### Text
▽

Summary of the Global Situation for Businesses and Investors

The election of Donald Trump as President of the United States has caused uncertainty in Europe and China, with European officials expressing concern about the potential impact on the war in Ukraine and relations with China. In Ukraine, the injury of a North Korean general and the use of an intercontinental missile by Russia have raised tensions, while North Korea and Russia have strengthened their relationship with a tourism drive and missile exchange. Meanwhile, Türkiye's comms chief has called for global cooperation on energy geopolitics, and Vietnam's new digital regulations have raised concerns about the country's business environment.

Donald Trump's Election and its Impact on Europe and China

The election of Donald Trump as President of the United States has caused uncertainty in Europe and China. European officials have expressed concern about the potential impact on the war in Ukraine and relations with China. Trump has repeatedly stated that he could end the conflict in Ukraine in one day, which has prompted fears that he will push for concessions that favour Russian President Vladimir Putin. European leaders are divided on how to respond to the situation, with some criticising German Chancellor Olaf Scholz for calling Putin to negotiate and others suggesting that Europe should move closer to China. However, European officials have stated that they do not want to be dragged into the foreign policy towards China that the new American administration will be engaged in.

Ukraine

In Ukraine, the injury of a North Korean general and the use of an intercontinental missile by Russia have raised tensions in the Russia-Ukraine conflict. The North Korean general, Col Gen Kim Yong Bok, was injured in a Ukrainian strike in Russia's Kursk region, marking the first casualty of a senior North Korean military officer in the escalating conflict. The attack may have targeted a command post used by Russian and North Korean forces, and North Korean troops fighting in Ukraine have been declared fair game and targets by the Ukrainian military. The use of an intercontinental missile by Russia has raised concerns about the potential for a global war, with Poland warning that Russia may be trying to send a message to Ukraine's Western backers.

△

### Complete the following
a) According to the global situation summary, in which region of Russia was the North Korean general injured?
b) Sum up the global situation summary in two sentences.
c) Copy the stretch from "Donald Trump's Election" through "be engaged in." in the global situation summary word for word.
The entries that come next were taken from a separate source.

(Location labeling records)
▽

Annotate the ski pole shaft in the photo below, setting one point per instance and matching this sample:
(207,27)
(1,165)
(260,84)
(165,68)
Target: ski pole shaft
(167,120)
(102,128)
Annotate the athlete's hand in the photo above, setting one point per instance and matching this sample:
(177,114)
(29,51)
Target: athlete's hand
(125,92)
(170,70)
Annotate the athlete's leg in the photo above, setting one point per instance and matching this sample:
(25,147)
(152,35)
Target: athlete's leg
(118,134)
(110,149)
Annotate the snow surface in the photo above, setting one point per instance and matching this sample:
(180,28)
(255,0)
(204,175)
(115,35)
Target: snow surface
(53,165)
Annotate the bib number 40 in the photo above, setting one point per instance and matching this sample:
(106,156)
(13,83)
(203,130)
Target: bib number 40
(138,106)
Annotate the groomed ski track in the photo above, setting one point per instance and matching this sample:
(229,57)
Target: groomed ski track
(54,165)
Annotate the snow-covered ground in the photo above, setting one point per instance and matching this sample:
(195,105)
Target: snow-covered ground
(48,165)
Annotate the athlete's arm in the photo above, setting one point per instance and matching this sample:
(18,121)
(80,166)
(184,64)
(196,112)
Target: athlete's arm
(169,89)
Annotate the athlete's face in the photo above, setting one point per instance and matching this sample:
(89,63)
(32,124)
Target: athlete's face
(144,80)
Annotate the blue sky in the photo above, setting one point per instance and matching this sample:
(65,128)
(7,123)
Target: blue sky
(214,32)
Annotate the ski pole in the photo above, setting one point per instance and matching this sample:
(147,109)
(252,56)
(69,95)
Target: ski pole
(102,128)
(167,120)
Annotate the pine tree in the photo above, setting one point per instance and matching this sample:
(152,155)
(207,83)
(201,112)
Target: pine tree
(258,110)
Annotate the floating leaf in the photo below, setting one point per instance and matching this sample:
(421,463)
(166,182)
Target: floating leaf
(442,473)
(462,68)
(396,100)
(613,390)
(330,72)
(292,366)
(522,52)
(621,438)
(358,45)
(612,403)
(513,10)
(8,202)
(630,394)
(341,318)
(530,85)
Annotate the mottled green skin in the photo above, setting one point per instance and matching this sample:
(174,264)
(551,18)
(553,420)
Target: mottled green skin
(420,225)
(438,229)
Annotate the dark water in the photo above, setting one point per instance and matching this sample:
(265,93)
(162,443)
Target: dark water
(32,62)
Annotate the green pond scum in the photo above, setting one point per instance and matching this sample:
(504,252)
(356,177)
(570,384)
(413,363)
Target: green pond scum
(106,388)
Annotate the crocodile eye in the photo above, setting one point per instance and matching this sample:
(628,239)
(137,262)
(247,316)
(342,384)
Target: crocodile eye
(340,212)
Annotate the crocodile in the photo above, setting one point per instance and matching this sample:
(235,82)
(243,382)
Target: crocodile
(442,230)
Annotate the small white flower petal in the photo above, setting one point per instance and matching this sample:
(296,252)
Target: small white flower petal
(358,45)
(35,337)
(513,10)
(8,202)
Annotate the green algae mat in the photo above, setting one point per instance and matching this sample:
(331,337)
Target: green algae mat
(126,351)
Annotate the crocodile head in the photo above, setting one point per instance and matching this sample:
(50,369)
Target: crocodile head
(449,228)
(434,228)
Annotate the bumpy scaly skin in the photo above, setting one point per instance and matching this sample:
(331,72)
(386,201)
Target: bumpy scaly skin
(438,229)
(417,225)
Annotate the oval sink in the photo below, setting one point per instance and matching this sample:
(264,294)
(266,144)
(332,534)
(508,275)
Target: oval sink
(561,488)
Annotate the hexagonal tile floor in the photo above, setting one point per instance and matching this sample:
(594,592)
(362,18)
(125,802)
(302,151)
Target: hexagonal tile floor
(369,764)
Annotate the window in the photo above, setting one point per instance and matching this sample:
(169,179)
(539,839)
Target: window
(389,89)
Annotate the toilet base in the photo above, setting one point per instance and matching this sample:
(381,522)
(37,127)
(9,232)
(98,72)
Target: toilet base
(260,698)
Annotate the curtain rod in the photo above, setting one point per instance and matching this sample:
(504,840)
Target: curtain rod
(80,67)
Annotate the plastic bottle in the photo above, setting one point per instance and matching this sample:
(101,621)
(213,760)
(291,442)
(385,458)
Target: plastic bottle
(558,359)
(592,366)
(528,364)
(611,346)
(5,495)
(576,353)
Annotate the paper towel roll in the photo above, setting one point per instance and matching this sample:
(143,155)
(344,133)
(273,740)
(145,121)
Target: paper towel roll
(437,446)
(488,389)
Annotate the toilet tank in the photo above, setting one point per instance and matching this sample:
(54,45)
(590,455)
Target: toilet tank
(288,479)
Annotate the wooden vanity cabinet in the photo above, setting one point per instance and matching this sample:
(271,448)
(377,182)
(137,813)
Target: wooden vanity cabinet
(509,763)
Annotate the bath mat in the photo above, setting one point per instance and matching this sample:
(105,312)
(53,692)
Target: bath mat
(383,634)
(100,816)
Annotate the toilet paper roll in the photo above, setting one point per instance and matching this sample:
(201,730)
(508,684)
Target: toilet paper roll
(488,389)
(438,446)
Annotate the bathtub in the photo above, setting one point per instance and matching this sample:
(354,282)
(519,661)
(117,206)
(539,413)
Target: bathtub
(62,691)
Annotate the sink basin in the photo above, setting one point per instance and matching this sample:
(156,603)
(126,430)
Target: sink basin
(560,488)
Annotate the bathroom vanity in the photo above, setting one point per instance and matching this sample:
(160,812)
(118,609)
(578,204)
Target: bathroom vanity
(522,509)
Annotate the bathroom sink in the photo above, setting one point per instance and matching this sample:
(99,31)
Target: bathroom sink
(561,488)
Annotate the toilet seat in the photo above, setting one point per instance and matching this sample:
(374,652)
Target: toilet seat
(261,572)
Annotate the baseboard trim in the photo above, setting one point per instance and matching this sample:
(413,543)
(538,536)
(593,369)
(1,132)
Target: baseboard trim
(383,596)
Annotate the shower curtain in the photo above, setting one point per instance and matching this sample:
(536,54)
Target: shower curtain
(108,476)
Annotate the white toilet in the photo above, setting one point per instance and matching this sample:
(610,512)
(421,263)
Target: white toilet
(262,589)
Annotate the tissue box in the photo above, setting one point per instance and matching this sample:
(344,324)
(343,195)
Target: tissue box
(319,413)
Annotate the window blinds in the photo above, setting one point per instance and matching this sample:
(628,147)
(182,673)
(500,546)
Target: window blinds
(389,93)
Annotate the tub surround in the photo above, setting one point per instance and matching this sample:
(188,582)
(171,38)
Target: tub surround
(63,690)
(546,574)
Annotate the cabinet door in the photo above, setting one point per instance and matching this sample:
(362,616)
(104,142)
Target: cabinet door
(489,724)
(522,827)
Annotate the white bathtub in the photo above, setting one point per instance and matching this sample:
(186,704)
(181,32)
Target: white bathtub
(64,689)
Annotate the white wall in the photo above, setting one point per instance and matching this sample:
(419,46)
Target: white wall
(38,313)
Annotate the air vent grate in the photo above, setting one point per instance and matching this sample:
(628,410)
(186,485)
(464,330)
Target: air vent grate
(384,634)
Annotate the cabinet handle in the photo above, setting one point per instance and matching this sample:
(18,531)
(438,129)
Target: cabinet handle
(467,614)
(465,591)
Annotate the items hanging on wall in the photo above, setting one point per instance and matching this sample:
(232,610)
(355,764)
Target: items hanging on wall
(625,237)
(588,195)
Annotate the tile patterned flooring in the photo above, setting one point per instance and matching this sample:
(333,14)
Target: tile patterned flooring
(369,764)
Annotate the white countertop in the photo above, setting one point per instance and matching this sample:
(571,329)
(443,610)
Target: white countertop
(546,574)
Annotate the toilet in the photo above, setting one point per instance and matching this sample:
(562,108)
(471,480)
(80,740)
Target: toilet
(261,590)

△

### Answers to each task
a) The Kursk region.

b) Donald Trump's election as U.S. President has unsettled Europe and China, with European officials worried about its effect on the war in Ukraine and on relations with China, and European leaders divided over how to respond. In Ukraine, the injury of a North Korean general in a Ukrainian strike and Russia's use of an intercontinental missile have raised tensions, with Poland warning that Russia may be signaling to Ukraine's Western backers.

c)
Donald Trump's Election and its Impact on Europe and China

The election of Donald Trump as President of the United States has caused uncertainty in Europe and China. European officials have expressed concern about the potential impact on the war in Ukraine and relations with China. Trump has repeatedly stated that he could end the conflict in Ukraine in one day, which has prompted fears that he will push for concessions that favour Russian President Vladimir Putin. European leaders are divided on how to respond to the situation, with some criticising German Chancellor Olaf Scholz for calling Putin to negotiate and others suggesting that Europe should move closer to China. However, European officials have stated that they do not want to be dragged into the foreign policy towards China that the new American administration will be engaged in.